Source data:
##########
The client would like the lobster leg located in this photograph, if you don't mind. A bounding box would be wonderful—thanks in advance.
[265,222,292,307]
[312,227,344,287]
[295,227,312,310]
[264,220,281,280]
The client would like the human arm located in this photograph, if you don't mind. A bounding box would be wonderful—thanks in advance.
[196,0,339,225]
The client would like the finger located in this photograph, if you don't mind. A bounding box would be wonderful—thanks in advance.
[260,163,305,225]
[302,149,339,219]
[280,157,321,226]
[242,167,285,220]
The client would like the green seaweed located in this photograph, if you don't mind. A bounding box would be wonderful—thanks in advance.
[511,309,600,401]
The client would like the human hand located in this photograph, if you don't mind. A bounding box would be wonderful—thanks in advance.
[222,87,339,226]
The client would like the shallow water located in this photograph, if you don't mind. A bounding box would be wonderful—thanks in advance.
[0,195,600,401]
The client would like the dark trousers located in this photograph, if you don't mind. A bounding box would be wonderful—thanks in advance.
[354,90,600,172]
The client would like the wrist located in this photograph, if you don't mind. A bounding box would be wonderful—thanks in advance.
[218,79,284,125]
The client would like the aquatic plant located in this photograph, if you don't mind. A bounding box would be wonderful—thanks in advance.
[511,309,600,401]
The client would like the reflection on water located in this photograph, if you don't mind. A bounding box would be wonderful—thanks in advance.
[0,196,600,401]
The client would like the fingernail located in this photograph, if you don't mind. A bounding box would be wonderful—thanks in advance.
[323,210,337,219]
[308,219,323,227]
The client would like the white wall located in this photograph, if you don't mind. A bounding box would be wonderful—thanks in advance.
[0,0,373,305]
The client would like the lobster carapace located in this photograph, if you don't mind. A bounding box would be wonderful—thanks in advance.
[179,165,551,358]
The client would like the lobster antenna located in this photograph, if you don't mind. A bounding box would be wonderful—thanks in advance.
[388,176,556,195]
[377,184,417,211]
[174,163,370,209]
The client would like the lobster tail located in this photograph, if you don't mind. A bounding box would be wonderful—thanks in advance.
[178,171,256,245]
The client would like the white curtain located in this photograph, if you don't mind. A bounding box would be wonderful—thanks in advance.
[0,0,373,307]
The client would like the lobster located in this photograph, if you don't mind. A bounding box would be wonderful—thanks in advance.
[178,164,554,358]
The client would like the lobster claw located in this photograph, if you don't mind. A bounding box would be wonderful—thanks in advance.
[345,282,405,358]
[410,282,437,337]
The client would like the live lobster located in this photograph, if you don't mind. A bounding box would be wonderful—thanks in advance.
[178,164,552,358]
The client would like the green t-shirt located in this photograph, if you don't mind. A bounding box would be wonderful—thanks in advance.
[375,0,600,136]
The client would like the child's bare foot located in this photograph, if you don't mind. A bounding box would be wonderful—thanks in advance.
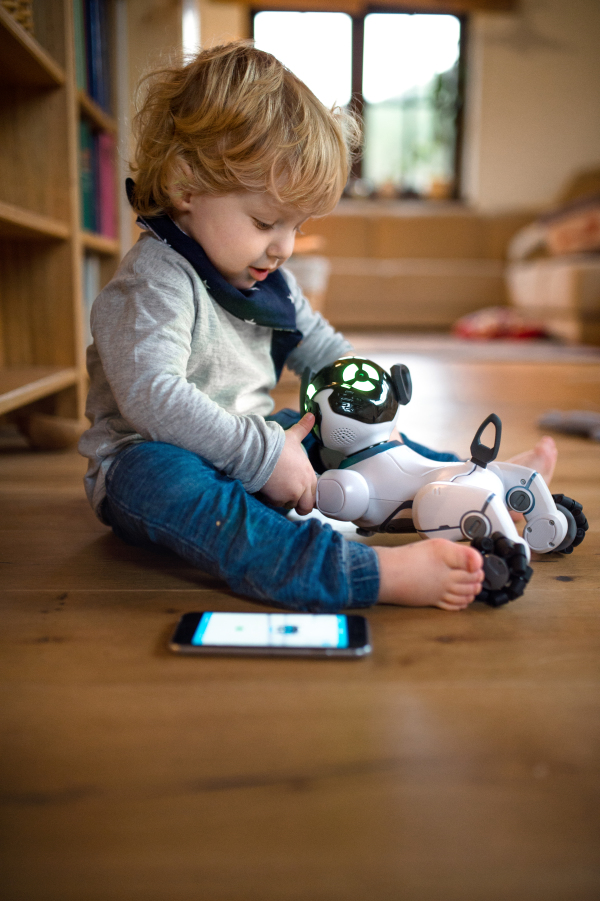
##########
Exercise instructions - Rewrite the material above with every "client" changed to "customer" and nothing else altered. Omit the picture from your answer.

The reply -
The customer would like the lobster leg located in this photograph, if you don't mind. A bounding box would be wonderful—thanks in advance.
[265,222,292,307]
[312,227,344,287]
[295,227,312,310]
[264,220,281,280]
The customer would like the human arm located in this photograph, if you don't mind. A bounding box would be wonderful—thanks in advance.
[196,0,339,225]
The customer would like the finger located in this photograph, if you don't mind. A bounding box would be wonderful—thanks in advance.
[260,163,305,225]
[302,149,339,219]
[280,157,321,226]
[242,167,285,220]
The customer would like the green seaweed located in this photograph, if you don't mind. A bounding box would be wonderful—thanks in advance.
[511,309,600,401]
The customer would like the human hand located in this photograph, if you don't mind. A bounding box would be wonderful—thanks in advance.
[222,87,339,226]
The customer would like the shallow water located in this photograph, if you don't mind. A bounding box would be wonderful—thanks in advance.
[0,195,600,401]
The customer would like the dark trousers located in this photograph, if you don't mind. A bounding box would be wonderful—thanks in advance.
[354,90,600,172]
The customer would like the wrist located in this photograph, if you don't mind. A bounding box would be wonderful—thanks in advance.
[218,79,284,125]
The customer would like the aquatic plant located in this photograph, if you don't mind. A bounding box would be wonderful—thanks in advance.
[511,309,600,401]
The customer would like the reflection on water located in this photograph, if you don't mind. A bounding box would be wonderful—thanks in advance.
[0,196,600,401]
The customer would like the fingernail located in this photograph, if you don't mind. A bounding box would be wonderful—thanks in advance.
[323,210,337,219]
[308,219,323,227]
The customer would like the white wall located in this photograph, if you don't mind. A bounding box would be wonderful—thanks in advance.
[0,0,373,305]
The customer would like the lobster carapace located in this photograph, if you don't mind. A bounding box would be wonderful—thanks in advance.
[179,165,551,358]
The customer would like the lobster antenna located in this photograph, if you don't mind. A bounding box would be wonderful—thanks in advance.
[388,176,556,195]
[377,184,417,211]
[174,163,370,209]
The customer would like the lobster tail located in this photograph, if you don't mind. A bounding box would be wonderful—thanks in advance.
[178,171,256,245]
The customer would like the white curtain located in this photograph, if you don't mind. A bounding box would be wonderful—thanks in advance.
[0,0,373,307]
The customer would like the lobster located in this photograph, if you don't mind. A bounding box would be wonderful—thanks in advance.
[178,164,554,358]
The customer would like the lobster claw located in this photograph, if you don't mind. A bounding box would be wonderful—thanks in advance.
[345,282,405,358]
[410,282,437,337]
The customer would like the live lobster located in this photograph, if you don't mind. A bounding box would be wonderful—thanks in advance.
[178,164,552,358]
The customer would like the green t-shirt located in this photograph, if you don't mind. A bounding box would be wonderful—thanks in advance.
[375,0,600,136]
The customer would like the child's bare foot located in this photograph, if you don't mind. A bounding box would be wonderful—thanks in advance.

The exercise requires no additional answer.